Exercício curto 1: Reproduza sem alterações a parte do texto sobre testes automatizados que começa em "O plano de implantação" e termina em "correção de bugs.".

Trecho do texto:
◇ ◇ ◇ ◇ ◇ ◇ ◇

Desafio interessante, não? E já adianto que o segredo para conseguir sucesso nisso reside em duas palavras: disciplina e flexibilidade

Você também pode ler este artigo lá no MyNotes, onde foi originalmente publicado:

Etapas

O plano de implantação segue duas etapas:

  1. nenhum bug é considerado como corrigido se não há um teste para provar e
  2. nenhuma nova funcionalidade é aceita sem testes.

Bugs e testes

A não ser que estejamos falando de uma equipe excepcionalmente qualificada e que apesar disso não tem uma cultura de automatizar testes, eu duvido que esse projeto não tenha uma grande fila de bugs a serem corrigidos. Logo, da parte da equipe de desenvolvimento, é necessário disciplina para que aquilo que estava sendo feito não se repita, que a própria falta de testes automatizados, que acaba sendo a causa da maioria dos bugs, não se perpetue durante o processo de correção de bugs.

E da diretoria é necessário flexibilidade, especialmente com relação aos prazos. Não se pode exigir que o desenvolvedor de software faça muito mais com a mesma quantidade de tempo. E é bem comum, inclusive, as equipes não escreverem testes justamente por pressa — geralmente misturada com algum desespero.

◇ ◇ ◇ ◇ ◇ ◇ ◇

(Linhas do conjunto de dados)
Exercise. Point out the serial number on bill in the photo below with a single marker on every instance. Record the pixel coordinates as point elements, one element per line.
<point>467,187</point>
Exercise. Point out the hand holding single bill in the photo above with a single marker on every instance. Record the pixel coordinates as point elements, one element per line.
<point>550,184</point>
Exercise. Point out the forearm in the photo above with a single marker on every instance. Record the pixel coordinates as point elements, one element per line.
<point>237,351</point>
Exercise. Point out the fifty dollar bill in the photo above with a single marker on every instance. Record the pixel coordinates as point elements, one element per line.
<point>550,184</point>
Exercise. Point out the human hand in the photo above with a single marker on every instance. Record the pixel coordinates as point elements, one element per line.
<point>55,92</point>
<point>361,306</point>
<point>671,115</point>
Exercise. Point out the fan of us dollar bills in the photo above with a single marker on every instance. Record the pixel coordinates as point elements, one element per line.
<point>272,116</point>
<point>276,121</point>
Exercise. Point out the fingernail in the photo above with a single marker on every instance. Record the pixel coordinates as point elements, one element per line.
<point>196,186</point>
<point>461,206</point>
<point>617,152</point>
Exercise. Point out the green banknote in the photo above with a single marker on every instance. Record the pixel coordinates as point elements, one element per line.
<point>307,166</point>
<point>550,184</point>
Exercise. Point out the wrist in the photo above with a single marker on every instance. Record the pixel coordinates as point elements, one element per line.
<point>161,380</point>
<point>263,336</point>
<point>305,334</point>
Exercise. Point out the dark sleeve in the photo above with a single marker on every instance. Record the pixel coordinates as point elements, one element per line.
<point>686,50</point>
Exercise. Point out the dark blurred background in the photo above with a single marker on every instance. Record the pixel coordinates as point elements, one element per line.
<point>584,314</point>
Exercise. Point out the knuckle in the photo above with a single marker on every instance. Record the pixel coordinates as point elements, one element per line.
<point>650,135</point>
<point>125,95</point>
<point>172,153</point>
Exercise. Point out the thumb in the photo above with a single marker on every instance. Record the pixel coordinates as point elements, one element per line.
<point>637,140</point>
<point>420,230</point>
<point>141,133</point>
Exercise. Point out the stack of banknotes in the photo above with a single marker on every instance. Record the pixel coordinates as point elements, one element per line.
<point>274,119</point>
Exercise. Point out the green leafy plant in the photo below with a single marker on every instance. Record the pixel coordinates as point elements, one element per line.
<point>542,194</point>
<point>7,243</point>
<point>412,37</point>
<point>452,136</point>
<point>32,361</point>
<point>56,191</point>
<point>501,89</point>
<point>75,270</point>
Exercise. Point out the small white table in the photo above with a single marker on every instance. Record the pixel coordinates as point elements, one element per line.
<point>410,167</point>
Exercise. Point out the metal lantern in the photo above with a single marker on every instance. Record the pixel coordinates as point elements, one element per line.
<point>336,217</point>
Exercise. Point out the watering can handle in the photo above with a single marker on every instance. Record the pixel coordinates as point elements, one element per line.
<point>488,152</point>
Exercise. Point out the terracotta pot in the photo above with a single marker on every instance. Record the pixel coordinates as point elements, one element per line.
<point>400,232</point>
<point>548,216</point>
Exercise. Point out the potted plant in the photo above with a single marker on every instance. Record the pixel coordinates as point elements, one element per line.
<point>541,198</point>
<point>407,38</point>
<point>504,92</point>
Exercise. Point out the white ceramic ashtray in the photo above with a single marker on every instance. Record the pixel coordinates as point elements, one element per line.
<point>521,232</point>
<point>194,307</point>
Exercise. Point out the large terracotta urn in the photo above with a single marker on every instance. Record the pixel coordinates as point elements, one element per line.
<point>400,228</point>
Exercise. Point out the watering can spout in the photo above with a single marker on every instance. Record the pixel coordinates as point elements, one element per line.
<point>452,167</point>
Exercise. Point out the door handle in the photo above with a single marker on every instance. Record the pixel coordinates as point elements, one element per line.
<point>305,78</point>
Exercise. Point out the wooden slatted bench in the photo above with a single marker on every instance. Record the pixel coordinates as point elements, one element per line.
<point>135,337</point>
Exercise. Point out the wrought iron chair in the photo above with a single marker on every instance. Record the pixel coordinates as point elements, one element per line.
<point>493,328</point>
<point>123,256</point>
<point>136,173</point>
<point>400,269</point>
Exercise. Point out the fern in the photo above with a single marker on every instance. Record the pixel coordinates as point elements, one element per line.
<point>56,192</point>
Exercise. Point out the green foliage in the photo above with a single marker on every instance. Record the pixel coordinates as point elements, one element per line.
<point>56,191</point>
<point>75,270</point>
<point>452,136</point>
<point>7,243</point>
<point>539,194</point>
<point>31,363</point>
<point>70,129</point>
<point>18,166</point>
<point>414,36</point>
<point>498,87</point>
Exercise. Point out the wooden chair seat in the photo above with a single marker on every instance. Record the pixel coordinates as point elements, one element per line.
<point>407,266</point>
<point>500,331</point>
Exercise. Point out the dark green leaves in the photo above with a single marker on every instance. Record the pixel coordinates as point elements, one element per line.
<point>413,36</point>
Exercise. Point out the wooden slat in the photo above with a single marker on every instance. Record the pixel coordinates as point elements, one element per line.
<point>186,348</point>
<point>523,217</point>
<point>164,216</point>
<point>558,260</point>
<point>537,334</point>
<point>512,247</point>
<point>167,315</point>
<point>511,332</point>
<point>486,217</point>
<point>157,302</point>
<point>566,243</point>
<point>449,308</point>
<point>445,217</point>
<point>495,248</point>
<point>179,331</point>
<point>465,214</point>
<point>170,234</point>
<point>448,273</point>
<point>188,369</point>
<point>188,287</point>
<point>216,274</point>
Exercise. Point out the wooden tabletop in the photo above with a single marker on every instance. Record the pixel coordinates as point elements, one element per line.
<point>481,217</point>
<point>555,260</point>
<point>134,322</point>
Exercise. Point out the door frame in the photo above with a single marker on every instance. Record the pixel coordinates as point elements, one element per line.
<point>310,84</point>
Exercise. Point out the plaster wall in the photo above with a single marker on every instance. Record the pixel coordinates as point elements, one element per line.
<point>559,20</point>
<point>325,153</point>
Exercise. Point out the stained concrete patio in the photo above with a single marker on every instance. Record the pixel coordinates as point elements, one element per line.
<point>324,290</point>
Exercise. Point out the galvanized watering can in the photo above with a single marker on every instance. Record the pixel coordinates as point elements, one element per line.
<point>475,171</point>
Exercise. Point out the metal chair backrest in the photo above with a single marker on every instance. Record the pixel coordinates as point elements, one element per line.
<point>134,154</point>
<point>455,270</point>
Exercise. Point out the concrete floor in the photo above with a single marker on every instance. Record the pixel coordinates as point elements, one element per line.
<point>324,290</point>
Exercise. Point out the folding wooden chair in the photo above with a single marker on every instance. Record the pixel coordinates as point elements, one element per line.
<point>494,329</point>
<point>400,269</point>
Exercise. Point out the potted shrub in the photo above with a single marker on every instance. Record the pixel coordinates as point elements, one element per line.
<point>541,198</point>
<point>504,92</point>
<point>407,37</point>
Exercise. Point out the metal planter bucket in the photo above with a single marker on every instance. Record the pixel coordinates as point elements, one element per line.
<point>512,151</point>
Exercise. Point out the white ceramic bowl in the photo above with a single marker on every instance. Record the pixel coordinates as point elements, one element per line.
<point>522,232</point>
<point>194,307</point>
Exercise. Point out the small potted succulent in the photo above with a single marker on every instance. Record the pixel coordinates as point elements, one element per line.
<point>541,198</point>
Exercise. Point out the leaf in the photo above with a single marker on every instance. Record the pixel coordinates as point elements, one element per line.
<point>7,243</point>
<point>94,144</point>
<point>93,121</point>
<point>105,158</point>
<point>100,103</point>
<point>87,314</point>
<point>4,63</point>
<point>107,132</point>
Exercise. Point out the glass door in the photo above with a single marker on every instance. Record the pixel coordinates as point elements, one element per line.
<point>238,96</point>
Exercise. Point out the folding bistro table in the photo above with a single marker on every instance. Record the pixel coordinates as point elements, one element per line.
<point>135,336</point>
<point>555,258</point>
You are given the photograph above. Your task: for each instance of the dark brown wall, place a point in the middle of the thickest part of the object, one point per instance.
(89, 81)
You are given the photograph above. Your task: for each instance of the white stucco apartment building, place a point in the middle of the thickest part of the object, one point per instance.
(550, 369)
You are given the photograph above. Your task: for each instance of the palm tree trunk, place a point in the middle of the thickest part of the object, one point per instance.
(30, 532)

◇ ◇ ◇ ◇ ◇ ◇ ◇

Exercício curto 2: Formate como uma lista JSON de strings as linhas das entradas que vão da linha que contém "Exercise. Point out the metal chair" até a linha que contém "<point>238,96</point>", incluindo ambas. Use uma string para cada linha e omita as linhas em branco.

Resposta correta 1:
O plano de implantação segue duas etapas:

  1. nenhum bug é considerado como corrigido se não há um teste para provar e
  2. nenhuma nova funcionalidade é aceita sem testes.

Bugs e testes

A não ser que estejamos falando de uma equipe excepcionalmente qualificada e que apesar disso não tem uma cultura de automatizar testes, eu duvido que esse projeto não tenha uma grande fila de bugs a serem corrigidos. Logo, da parte da equipe de desenvolvimento, é necessário disciplina para que aquilo que estava sendo feito não se repita, que a própria falta de testes automatizados, que acaba sendo a causa da maioria dos bugs, não se perpetue durante o processo de correção de bugs.

Resposta correta 2:
[
  "Exercise. Point out the metal chair backrest in the photo above with a single marker on every instance. Record the pixel coordinates as point elements, one element per line.",
  "<point>134,154</point>",
  "<point>455,270</point>",
  "Exercise. Point out the concrete floor in the photo above with a single marker on every instance. Record the pixel coordinates as point elements, one element per line.",
  "<point>324,290</point>",
  "Exercise. Point out the folding wooden chair in the photo above with a single marker on every instance. Record the pixel coordinates as point elements, one element per line.",
  "<point>494,329</point>",
  "<point>400,269</point>",
  "Exercise. Point out the potted shrub in the photo above with a single marker on every instance. Record the pixel coordinates as point elements, one element per line.",
  "<point>541,198</point>",
  "<point>504,92</point>",
  "<point>407,37</point>",
  "Exercise. Point out the metal planter bucket in the photo above with a single marker on every instance. Record the pixel coordinates as point elements, one element per line.",
  "<point>512,151</point>",
  "Exercise. Point out the white ceramic bowl in the photo above with a single marker on every instance. Record the pixel coordinates as point elements, one element per line.",
  "<point>522,232</point>",
  "<point>194,307</point>",
  "Exercise. Point out the small potted succulent in the photo above with a single marker on every instance. Record the pixel coordinates as point elements, one element per line.",
  "<point>541,198</point>",
  "Exercise. Point out the leaf in the photo above with a single marker on every instance. Record the pixel coordinates as point elements, one element per line.",
  "<point>7,243</point>",
  "<point>94,144</point>",
  "<point>93,121</point>",
  "<point>105,158</point>",
  "<point>100,103</point>",
  "<point>87,314</point>",
  "<point>4,63</point>",
  "<point>107,132</point>",
  "Exercise. Point out the glass door in the photo above with a single marker on every instance. Record the pixel coordinates as point elements, one element per line.",
  "<point>238,96</point>"
]